Please take the records that follow and repeat exactly the lines starting with the line with "# provide a point for each instance of the face" and going on through the line with "# provide a point for each instance of the eyeglasses, formatted".
START Exercise inputs
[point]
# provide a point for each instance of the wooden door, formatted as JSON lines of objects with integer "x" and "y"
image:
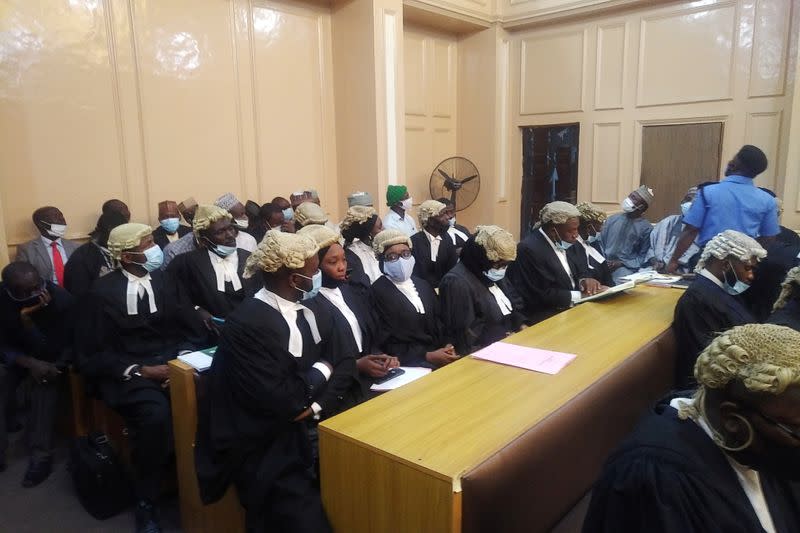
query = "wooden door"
{"x": 676, "y": 157}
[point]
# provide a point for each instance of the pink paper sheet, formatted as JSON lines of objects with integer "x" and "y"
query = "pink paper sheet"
{"x": 534, "y": 359}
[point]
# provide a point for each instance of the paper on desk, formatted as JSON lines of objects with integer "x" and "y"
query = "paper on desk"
{"x": 200, "y": 360}
{"x": 612, "y": 290}
{"x": 534, "y": 359}
{"x": 412, "y": 373}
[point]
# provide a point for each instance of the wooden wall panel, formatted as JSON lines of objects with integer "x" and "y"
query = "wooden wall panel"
{"x": 687, "y": 56}
{"x": 552, "y": 73}
{"x": 770, "y": 43}
{"x": 764, "y": 131}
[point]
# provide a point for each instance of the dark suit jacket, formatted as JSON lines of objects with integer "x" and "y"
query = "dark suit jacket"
{"x": 35, "y": 253}
{"x": 406, "y": 334}
{"x": 431, "y": 271}
{"x": 541, "y": 280}
{"x": 160, "y": 235}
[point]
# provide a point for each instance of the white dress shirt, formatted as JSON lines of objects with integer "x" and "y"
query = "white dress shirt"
{"x": 226, "y": 270}
{"x": 562, "y": 257}
{"x": 409, "y": 290}
{"x": 502, "y": 300}
{"x": 245, "y": 241}
{"x": 368, "y": 260}
{"x": 455, "y": 233}
{"x": 749, "y": 479}
{"x": 335, "y": 297}
{"x": 137, "y": 287}
{"x": 435, "y": 243}
{"x": 49, "y": 247}
{"x": 407, "y": 224}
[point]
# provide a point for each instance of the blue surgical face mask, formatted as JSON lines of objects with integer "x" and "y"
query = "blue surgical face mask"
{"x": 170, "y": 225}
{"x": 316, "y": 283}
{"x": 628, "y": 206}
{"x": 737, "y": 288}
{"x": 221, "y": 250}
{"x": 495, "y": 274}
{"x": 399, "y": 270}
{"x": 154, "y": 258}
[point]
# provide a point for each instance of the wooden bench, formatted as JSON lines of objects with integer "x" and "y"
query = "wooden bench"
{"x": 226, "y": 514}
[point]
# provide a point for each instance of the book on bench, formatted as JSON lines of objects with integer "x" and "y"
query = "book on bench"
{"x": 201, "y": 360}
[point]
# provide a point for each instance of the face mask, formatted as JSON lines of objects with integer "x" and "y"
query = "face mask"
{"x": 221, "y": 249}
{"x": 154, "y": 258}
{"x": 56, "y": 231}
{"x": 738, "y": 287}
{"x": 495, "y": 274}
{"x": 170, "y": 225}
{"x": 628, "y": 206}
{"x": 399, "y": 270}
{"x": 316, "y": 283}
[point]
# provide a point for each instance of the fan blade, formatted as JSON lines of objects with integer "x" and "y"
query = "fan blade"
{"x": 443, "y": 173}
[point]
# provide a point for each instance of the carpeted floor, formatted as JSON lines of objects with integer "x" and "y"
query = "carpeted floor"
{"x": 52, "y": 506}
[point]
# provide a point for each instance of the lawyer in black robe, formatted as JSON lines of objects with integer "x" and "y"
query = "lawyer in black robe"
{"x": 670, "y": 477}
{"x": 540, "y": 278}
{"x": 472, "y": 315}
{"x": 110, "y": 342}
{"x": 701, "y": 313}
{"x": 195, "y": 274}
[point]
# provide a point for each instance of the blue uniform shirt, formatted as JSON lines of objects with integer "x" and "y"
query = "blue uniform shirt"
{"x": 733, "y": 203}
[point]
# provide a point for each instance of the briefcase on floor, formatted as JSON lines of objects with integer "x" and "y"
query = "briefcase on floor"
{"x": 101, "y": 482}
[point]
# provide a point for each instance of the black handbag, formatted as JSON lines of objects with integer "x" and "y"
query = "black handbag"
{"x": 100, "y": 480}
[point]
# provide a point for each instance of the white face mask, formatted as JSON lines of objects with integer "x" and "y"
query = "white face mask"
{"x": 628, "y": 206}
{"x": 56, "y": 231}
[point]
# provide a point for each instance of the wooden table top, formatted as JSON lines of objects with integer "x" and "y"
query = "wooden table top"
{"x": 455, "y": 418}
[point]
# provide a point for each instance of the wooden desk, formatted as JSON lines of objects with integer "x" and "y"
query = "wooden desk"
{"x": 225, "y": 515}
{"x": 396, "y": 463}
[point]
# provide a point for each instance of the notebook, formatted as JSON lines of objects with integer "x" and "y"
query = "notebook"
{"x": 200, "y": 360}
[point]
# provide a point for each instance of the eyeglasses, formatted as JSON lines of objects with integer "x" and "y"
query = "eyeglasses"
{"x": 783, "y": 427}
{"x": 392, "y": 257}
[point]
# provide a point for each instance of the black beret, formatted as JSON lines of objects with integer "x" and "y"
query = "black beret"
{"x": 753, "y": 159}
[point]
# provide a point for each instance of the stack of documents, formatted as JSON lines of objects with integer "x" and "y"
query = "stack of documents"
{"x": 544, "y": 361}
{"x": 200, "y": 360}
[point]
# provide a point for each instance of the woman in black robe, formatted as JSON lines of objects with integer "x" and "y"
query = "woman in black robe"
{"x": 359, "y": 227}
{"x": 697, "y": 465}
{"x": 787, "y": 307}
{"x": 479, "y": 306}
{"x": 407, "y": 307}
{"x": 267, "y": 384}
{"x": 712, "y": 303}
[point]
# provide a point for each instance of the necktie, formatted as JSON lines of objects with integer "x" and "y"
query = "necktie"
{"x": 58, "y": 263}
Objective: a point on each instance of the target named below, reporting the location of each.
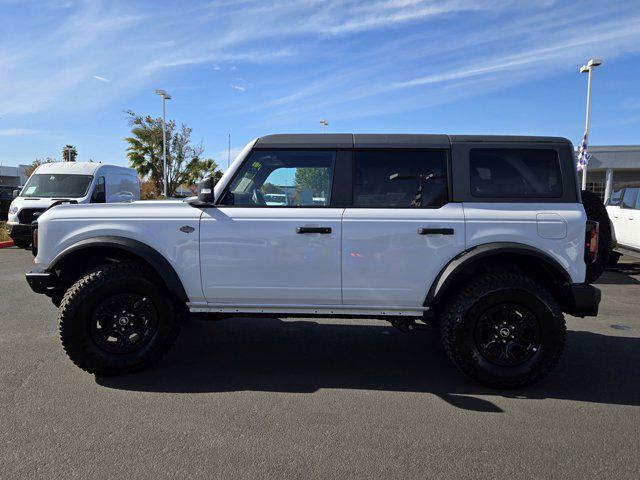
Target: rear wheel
(503, 330)
(595, 210)
(114, 320)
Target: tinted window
(283, 178)
(515, 173)
(99, 195)
(400, 178)
(615, 198)
(629, 198)
(60, 185)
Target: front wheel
(503, 330)
(114, 320)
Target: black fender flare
(155, 259)
(449, 273)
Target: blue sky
(69, 70)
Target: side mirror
(205, 191)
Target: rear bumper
(19, 231)
(583, 300)
(41, 281)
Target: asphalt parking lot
(265, 398)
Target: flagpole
(586, 128)
(588, 68)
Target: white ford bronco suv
(624, 211)
(482, 236)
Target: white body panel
(625, 223)
(154, 223)
(555, 228)
(384, 259)
(254, 255)
(121, 185)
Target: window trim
(447, 153)
(225, 192)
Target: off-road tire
(460, 316)
(83, 297)
(614, 258)
(595, 210)
(23, 244)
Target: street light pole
(165, 96)
(588, 68)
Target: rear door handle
(435, 231)
(323, 230)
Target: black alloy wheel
(123, 323)
(507, 334)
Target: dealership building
(611, 167)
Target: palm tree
(145, 147)
(184, 162)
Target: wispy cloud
(17, 132)
(339, 55)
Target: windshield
(58, 185)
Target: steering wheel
(258, 198)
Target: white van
(80, 182)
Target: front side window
(283, 178)
(630, 197)
(615, 198)
(515, 173)
(57, 185)
(400, 178)
(99, 193)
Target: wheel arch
(87, 253)
(500, 256)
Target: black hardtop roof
(383, 140)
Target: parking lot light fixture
(165, 96)
(588, 68)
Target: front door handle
(435, 231)
(323, 230)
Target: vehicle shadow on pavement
(621, 274)
(268, 354)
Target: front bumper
(19, 231)
(582, 300)
(42, 281)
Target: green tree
(314, 179)
(35, 164)
(69, 153)
(184, 163)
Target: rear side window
(630, 197)
(400, 178)
(515, 173)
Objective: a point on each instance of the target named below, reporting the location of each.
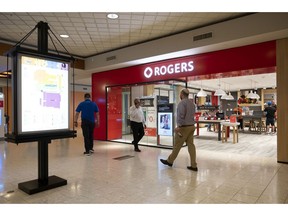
END Exercise inputs
> [Response]:
# provide a point for each instance of the face mask, formatted as JSON lines of objects with integer "x" and "y"
query = "face mask"
{"x": 221, "y": 249}
{"x": 154, "y": 258}
{"x": 56, "y": 231}
{"x": 738, "y": 287}
{"x": 495, "y": 274}
{"x": 170, "y": 225}
{"x": 628, "y": 206}
{"x": 399, "y": 270}
{"x": 316, "y": 283}
[point]
# provide a point for each instance of the fan blade, formatted as JSON lines of objects with integer "x" and "y"
query = "fan blade"
{"x": 443, "y": 173}
[point]
# provide a point for each instance of the carpeted floor, formatted as JSON lines of objects with integer "x" and "y"
query = "carpeted floor"
{"x": 52, "y": 506}
[point]
# provide a point for each instance of the lawyer in black robe, formatted as JSON lines of objects with integer "x" and "y"
query = "lawyer in black robe"
{"x": 670, "y": 477}
{"x": 540, "y": 278}
{"x": 472, "y": 315}
{"x": 110, "y": 342}
{"x": 701, "y": 313}
{"x": 195, "y": 274}
[point]
# provide a point for each instance of the blue uniform shirt, formatted as JSON lines of objects with integer "x" and "y"
query = "blue uniform shirt"
{"x": 733, "y": 203}
[point]
# provide a point for each instance of the briefcase on floor, formatted as JSON lines of objects with integer "x" and "y"
query = "briefcase on floor"
{"x": 101, "y": 482}
[point]
# provide a point for each instance of the black handbag, formatted as JSON lines of objects with integer "x" and "y"
query = "black handbag"
{"x": 100, "y": 480}
[point]
# provide a point for each instance of the white face mask, formatted as JSON lines of objects with integer "x" and "y"
query = "white face mask"
{"x": 628, "y": 206}
{"x": 56, "y": 231}
[point]
# provide a point for each instance of the wooden table top, formatted as JSON lines of objects with integer "x" and "y"
query = "wooden table top"
{"x": 455, "y": 418}
[point]
# provide a point for each instance of the wooden desk, formatted as JSON lines of objects with integer "x" and "y"
query = "wooden desk"
{"x": 225, "y": 515}
{"x": 396, "y": 463}
[point]
# provide a point for each instance of the notebook, formatted as JSON lines of objects with integer "x" and "y"
query = "notebook"
{"x": 200, "y": 360}
[point]
# provide a point for each instance of the eyeglasses, formatted as JSON lines of objects with integer "x" and "y"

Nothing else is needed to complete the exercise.